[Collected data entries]
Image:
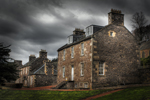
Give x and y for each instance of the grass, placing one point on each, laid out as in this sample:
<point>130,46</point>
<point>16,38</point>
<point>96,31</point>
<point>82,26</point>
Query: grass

§ **WHAT TO PRODUCE**: Although the records contain pictures, your copy should hold only the text, reproduced exactly.

§ **TASK RESPONSE**:
Image:
Give x and y for each instance of the grass, placing one point on each, laid out as in this sample:
<point>130,46</point>
<point>16,38</point>
<point>96,31</point>
<point>82,26</point>
Query: grass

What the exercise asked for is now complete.